- **学習用本文**
# # #
精神科Q&A
【0226】姉の病状について、「安心」がほしい
続きです
林: お姉さまの診断は統合失調症(精神分裂病)だと思います。幻聴、被害妄想、発症年齢など、かなり典型的です。服薬で症状が改善し、薬を飲まなくなって再発したというのもよくある経過です。(今から言っても仕方ないことですが、出産後は人工栄養にして、ご本人は服薬を続ければ問題なかったと思われます)。
今は確かに大変な状態のようですが、以前に薬でほぼ完全に良くなっていたようですので、服薬を再開すればまた改善することが期待できます。症状がかなり出ている状態では乳児の世話は難しいと思いますので、ある期間は入院させて確実に服薬させるという方法も考慮するべきでしょう。
最初に先生が「自律神経失調症」と告げられた理由は不明ですが、ご家族の動揺を和らげるためだったとも考えられます。メールの文面からの想像にすぎませんが、最初にお姉さまの症状を見てご家族はとても狼狽されていたのではないでしょうか。そういう場合に医師は、事実を伝えることは二の次にして、とにかく治療を優先することはよくあることです。
そのように推測しておきながら、ここで事実を回答する理由は二つあります。
第一に、メールの文面から判断すると、あなた(とご家族)は事実がわからないために混乱し、かえって不安が高まっていると思われること。
第二に、このまま事実を知らないままでは、最善のケアを受けることができないと思われること。
統合失調症(精神分裂病)という病名を直視することが、長い目で見ればご本人にもご家族にも大いにプラスになると思います。冷静な行動を取ってください。
もうひとつ付け加えますと、今後もしさらに情報を収集しようとする場合には、良くない情報が得られるというリスクを覚悟してやるべきでしょう。その覚悟がなければ、積極的に情報の収集を行うべきではありません。良い情報だけに耳を傾けて、悪い情報は否認しているようなことがあると、いっときは安心できても、どんどん誤解が深まっていくことになります。
# # #
- **取り組む作業**
上の精神科Q&Aの本文のうち、「今は確かに大変な状態のようで」から「そのように推測しておきながら、ここで事実を回答する理由は二つあります。」までをすべて、一字も変えずに再掲してください。

画像ポイントグラウンディングデータ
# # #
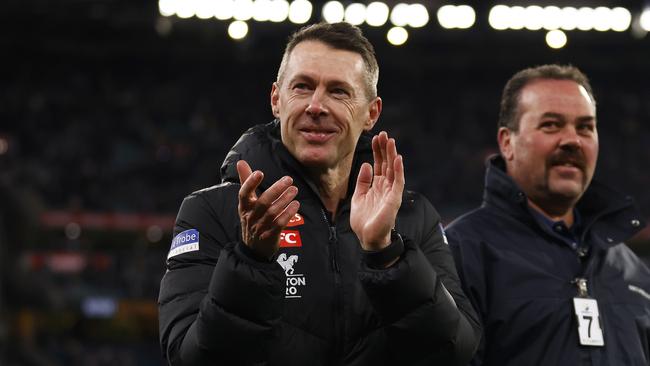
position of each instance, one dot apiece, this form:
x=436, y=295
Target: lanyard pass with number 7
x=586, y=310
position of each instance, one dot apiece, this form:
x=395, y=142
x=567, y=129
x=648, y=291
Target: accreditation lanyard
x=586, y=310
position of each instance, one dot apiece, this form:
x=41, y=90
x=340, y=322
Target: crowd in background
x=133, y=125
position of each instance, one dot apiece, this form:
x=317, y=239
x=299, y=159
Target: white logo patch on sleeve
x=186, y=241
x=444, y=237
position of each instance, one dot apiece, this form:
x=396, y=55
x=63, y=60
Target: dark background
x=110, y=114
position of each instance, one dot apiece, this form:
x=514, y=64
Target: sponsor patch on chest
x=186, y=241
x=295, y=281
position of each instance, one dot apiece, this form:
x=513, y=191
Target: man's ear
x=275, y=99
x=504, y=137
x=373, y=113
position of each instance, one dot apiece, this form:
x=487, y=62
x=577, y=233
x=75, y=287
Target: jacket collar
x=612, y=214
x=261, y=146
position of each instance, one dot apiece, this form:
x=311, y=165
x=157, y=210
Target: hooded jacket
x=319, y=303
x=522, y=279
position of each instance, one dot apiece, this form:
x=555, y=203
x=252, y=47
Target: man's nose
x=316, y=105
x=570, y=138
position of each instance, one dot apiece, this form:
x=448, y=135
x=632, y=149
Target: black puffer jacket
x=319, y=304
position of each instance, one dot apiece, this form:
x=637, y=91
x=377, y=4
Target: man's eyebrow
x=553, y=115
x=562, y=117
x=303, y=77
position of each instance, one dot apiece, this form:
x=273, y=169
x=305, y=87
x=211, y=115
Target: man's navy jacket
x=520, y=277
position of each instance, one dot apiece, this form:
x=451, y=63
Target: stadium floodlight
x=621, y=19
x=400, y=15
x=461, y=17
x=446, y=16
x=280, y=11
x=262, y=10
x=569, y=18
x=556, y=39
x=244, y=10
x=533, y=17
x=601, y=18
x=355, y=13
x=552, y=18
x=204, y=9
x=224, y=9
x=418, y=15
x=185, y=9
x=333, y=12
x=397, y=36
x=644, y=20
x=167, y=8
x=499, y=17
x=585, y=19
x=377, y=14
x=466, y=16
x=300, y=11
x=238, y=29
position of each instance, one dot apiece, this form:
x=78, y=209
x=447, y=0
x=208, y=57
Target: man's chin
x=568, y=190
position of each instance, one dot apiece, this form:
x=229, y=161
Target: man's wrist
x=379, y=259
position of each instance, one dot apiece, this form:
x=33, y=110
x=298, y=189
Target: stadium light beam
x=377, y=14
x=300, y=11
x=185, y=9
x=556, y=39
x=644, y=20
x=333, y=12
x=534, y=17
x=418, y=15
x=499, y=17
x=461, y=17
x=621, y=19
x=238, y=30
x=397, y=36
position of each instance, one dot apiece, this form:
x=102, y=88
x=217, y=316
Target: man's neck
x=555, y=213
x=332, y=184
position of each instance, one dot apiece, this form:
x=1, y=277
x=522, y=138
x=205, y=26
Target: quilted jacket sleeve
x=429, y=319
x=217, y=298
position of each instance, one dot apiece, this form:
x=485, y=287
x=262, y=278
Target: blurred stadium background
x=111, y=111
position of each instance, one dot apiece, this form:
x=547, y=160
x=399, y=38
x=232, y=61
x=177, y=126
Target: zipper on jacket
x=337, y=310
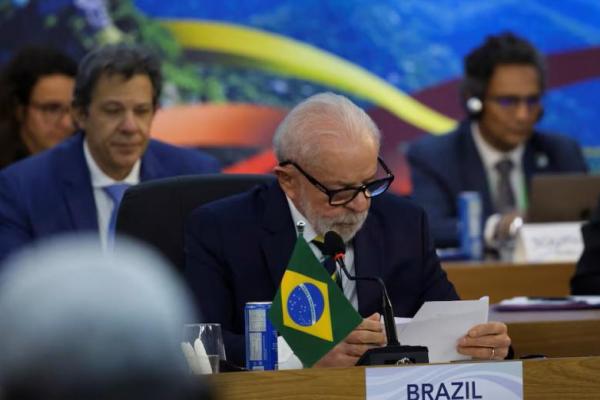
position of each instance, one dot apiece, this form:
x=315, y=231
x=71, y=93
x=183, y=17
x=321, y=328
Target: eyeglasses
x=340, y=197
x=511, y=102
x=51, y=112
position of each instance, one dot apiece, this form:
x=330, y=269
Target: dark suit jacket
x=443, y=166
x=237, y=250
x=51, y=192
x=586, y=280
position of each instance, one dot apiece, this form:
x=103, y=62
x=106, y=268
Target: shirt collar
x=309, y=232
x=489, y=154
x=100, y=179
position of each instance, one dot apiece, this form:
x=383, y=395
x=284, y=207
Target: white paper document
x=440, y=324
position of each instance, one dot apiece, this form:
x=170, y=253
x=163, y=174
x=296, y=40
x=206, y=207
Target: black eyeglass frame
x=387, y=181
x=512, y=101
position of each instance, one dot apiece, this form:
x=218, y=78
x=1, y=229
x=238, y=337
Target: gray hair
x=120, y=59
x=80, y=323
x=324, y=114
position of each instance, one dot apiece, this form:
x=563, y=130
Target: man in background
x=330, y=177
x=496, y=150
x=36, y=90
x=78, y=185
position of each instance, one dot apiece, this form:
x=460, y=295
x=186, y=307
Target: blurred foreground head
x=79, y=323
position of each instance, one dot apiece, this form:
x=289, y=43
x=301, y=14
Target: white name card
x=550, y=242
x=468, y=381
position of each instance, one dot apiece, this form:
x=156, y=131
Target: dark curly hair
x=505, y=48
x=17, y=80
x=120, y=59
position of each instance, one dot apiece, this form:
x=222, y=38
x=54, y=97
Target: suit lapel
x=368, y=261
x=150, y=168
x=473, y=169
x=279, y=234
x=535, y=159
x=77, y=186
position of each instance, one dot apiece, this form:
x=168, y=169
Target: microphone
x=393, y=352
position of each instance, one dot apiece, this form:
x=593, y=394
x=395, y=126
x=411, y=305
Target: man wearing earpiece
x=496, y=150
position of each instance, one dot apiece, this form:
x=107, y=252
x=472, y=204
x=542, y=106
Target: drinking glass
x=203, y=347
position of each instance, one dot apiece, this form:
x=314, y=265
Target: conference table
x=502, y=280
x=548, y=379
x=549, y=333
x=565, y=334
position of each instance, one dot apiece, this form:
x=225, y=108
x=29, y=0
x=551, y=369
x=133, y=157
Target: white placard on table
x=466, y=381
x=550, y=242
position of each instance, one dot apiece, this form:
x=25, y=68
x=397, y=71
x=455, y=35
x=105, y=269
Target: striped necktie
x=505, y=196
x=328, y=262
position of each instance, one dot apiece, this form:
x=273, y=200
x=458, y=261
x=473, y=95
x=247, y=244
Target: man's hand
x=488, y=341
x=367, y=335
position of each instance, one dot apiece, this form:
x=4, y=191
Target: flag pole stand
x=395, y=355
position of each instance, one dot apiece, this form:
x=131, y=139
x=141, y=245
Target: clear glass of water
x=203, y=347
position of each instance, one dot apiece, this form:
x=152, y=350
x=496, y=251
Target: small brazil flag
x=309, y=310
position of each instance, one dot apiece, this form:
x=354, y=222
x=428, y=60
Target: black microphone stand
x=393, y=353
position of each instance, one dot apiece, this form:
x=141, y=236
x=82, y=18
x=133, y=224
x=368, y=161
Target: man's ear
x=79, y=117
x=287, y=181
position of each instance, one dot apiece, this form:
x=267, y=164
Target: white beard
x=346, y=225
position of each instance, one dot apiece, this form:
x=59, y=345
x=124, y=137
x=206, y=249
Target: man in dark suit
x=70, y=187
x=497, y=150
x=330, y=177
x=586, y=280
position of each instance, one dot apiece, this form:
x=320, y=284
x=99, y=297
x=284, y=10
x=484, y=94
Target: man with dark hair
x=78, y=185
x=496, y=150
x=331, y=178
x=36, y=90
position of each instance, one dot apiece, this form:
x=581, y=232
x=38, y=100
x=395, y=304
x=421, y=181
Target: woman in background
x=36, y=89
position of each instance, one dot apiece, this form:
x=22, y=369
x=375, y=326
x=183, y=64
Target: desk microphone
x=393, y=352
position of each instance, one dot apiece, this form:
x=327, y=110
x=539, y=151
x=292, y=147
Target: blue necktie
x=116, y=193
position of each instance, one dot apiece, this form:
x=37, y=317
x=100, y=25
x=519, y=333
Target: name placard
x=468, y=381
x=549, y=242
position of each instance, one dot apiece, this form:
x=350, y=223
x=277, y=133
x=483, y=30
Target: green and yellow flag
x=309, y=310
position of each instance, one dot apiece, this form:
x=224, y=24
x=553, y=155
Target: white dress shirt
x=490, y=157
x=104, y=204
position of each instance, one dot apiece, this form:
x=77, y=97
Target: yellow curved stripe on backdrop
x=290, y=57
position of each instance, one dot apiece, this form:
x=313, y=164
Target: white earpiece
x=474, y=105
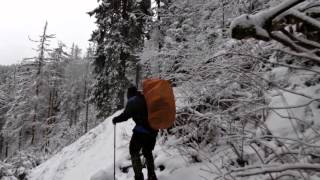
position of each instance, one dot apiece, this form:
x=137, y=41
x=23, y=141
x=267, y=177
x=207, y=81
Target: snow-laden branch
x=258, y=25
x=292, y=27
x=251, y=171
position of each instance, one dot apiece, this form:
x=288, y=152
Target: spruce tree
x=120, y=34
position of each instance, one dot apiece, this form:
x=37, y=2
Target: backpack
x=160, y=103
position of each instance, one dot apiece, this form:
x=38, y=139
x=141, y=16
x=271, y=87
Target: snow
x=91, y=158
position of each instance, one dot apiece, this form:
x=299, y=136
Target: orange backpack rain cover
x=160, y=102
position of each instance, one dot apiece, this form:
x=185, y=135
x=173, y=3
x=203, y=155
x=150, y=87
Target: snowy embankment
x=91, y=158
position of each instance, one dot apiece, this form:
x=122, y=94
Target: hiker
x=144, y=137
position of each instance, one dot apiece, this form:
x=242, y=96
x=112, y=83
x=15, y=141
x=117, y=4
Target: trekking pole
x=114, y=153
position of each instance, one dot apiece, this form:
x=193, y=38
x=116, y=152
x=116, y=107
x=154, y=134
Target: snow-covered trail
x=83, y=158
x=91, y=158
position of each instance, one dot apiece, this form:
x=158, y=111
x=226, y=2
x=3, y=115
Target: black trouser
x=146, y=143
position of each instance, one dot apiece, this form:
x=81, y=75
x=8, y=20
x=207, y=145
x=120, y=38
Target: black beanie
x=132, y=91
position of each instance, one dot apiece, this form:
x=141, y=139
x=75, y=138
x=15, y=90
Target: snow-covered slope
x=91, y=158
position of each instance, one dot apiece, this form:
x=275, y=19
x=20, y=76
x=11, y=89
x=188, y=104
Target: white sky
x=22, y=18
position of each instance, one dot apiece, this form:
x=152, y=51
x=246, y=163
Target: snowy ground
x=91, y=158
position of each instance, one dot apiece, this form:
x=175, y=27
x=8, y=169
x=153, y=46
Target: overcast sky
# # #
- **作業の結果**
今は確かに大変な状態のようですが、以前に薬でほぼ完全に良くなっていたようですので、服薬を再開すればまた改善することが期待できます。症状がかなり出ている状態では乳児の世話は難しいと思いますので、ある期間は入院させて確実に服薬させるという方法も考慮するべきでしょう。
最初に先生が「自律神経失調症」と告げられた理由は不明ですが、ご家族の動揺を和らげるためだったとも考えられます。メールの文面からの想像にすぎませんが、最初にお姉さまの症状を見てご家族はとても狼狽されていたのではないでしょうか。そういう場合に医師は、事実を伝えることは二の次にして、とにかく治療を優先することはよくあることです。
そのように推測しておきながら、ここで事実を回答する理由は二つあります。